European interest in trade and investment in Iran is all the greater because the EU now seeks more than ever to reduce its energy dependence on Russia.  European interest in achieving closure in the nuclear talks with Iran has risen. Meanwhile, distaste for Israel’s domestic and regional policies has grown considerably in Europe but much less so in the United States.  In this atmosphere, an Israeli effort to block or sabotage agreement with Iran would potentially split the P5+1 along yet another axis.

Recent gains by Sunni extremists in Iraq and Syria have served to underscore Iran’s strategic influence in the Fertile Crescent, strengthening incentives for Western rapprochement with it.  So far, deference to Gulf Arab animus toward both Iran and its Shiite clients in the region has prevented the United States and other leading (mostly Christian!) participants in the newly formed anti-IS coalition from active exploration of overt cooperation with Iran.  Much has been made of the bravery of the Kurdish peshmerga, but the Shiite coalition of Iran, the Iraqi and Syrian governments, and Hezbollah has been and remains the main force arrayed against IS on the ground.

In practice, Iran has the same enemies in the region as the West, if not the same friends.  Unlike the Gulf Arabs, Iran has no ideological contradiction arising from a requirement to appease Sunni extremists at home or to oppose democracy in places like Egypt or Bahrain.  Awkward as Western cooperation with Iran may be in terms of relations with the Arabs of the Gulf, the arguments for it are likely to seem increasingly compelling as the struggle against Sunni extremists in the region takes its predictably difficult course.  Iran is about to be admitted to the Shanghai Cooperation Organization (SCO).  The need for Iranian and SCO actions to counter the (Sunni extremist) Taliban in post NATO Afghanistan can only strengthen the case for cooperation with Iran.  Such cooperation is incompatible with anything other than a relaxation of sanctions.

In the absence of consensus in the UN Security Council, most sanctions against Iran rely upon the fact that the dollar is not just the global medium of trade settlement and benchmark for currency exchange but also the U.S. national currency.  Sovereignty over the dollar has allowed the United States to prohibit Iranian transactions in it and currencies linked to it, effectively excluding Iran from global trade and finance except as approved by Washington.  But, as is always the case, the market distortions sanctions entail have created incentives to find ways to work around them.  This means avoiding the use of the dollar in favor of gold, other currencies, or barter.  The need to do this has been especially felt by countries like China, India, and Turkey, which need Iranian oil.

### Work to do
According to the passage on Iran, which organization is Iran about to join? The task can be done without the records.

### Dataset records
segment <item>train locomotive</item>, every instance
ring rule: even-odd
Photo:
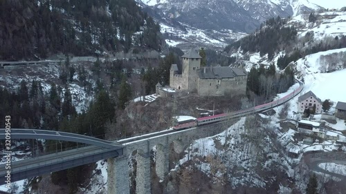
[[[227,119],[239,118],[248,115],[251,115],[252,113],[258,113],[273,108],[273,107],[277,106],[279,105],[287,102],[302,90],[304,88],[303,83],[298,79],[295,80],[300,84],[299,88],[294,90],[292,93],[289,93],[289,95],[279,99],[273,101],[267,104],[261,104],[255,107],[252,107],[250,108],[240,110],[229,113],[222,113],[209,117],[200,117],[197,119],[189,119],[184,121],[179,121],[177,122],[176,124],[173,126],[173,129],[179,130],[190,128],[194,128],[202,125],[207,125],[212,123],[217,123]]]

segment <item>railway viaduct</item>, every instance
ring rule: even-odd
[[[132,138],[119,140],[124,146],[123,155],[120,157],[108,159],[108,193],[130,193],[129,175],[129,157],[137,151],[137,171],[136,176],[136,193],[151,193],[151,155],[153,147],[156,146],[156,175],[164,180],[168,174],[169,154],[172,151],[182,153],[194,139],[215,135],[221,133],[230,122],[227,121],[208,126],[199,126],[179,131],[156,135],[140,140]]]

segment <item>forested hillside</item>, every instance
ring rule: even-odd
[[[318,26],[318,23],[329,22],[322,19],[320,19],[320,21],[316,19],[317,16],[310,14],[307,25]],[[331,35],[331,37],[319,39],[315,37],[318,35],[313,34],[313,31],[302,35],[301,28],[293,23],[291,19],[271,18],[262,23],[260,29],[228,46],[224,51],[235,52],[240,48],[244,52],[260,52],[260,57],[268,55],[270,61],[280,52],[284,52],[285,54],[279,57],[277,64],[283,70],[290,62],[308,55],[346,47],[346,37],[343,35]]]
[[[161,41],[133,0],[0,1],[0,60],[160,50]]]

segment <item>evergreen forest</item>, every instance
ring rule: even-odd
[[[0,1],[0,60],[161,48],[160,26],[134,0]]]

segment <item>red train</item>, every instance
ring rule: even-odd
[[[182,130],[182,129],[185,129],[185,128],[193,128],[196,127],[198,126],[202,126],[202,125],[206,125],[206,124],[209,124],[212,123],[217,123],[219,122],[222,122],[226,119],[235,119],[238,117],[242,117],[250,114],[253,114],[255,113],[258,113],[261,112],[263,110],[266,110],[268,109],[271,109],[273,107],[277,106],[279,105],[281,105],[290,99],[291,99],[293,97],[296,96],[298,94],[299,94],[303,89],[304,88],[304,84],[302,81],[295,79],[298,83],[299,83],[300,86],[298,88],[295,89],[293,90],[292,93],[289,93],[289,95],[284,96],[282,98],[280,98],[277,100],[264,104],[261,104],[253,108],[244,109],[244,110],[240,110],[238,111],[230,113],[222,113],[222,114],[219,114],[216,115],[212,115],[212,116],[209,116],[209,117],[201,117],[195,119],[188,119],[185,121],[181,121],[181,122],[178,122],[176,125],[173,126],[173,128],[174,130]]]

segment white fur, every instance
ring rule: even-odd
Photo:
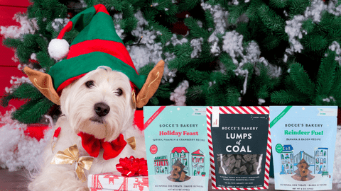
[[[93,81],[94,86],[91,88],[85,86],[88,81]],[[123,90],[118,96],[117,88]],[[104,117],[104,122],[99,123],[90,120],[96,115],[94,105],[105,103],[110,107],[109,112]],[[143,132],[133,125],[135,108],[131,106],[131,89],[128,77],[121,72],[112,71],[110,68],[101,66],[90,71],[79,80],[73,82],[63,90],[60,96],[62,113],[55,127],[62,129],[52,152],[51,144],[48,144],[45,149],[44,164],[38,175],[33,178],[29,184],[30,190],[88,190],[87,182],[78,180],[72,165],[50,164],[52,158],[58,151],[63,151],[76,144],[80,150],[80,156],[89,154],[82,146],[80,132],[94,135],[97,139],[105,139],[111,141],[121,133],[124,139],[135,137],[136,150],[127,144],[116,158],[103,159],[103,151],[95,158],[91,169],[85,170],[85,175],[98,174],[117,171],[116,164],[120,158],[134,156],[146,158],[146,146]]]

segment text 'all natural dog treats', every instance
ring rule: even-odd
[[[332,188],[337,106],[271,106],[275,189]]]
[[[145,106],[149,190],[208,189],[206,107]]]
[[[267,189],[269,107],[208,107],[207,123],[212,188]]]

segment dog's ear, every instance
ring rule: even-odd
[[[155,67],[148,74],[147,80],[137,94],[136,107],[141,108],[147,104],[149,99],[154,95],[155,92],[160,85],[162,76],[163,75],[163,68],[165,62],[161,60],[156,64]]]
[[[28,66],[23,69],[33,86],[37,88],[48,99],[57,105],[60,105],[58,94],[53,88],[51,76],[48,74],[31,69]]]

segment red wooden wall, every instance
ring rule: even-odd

### Result below
The Shanghai Cooperation Organization (SCO).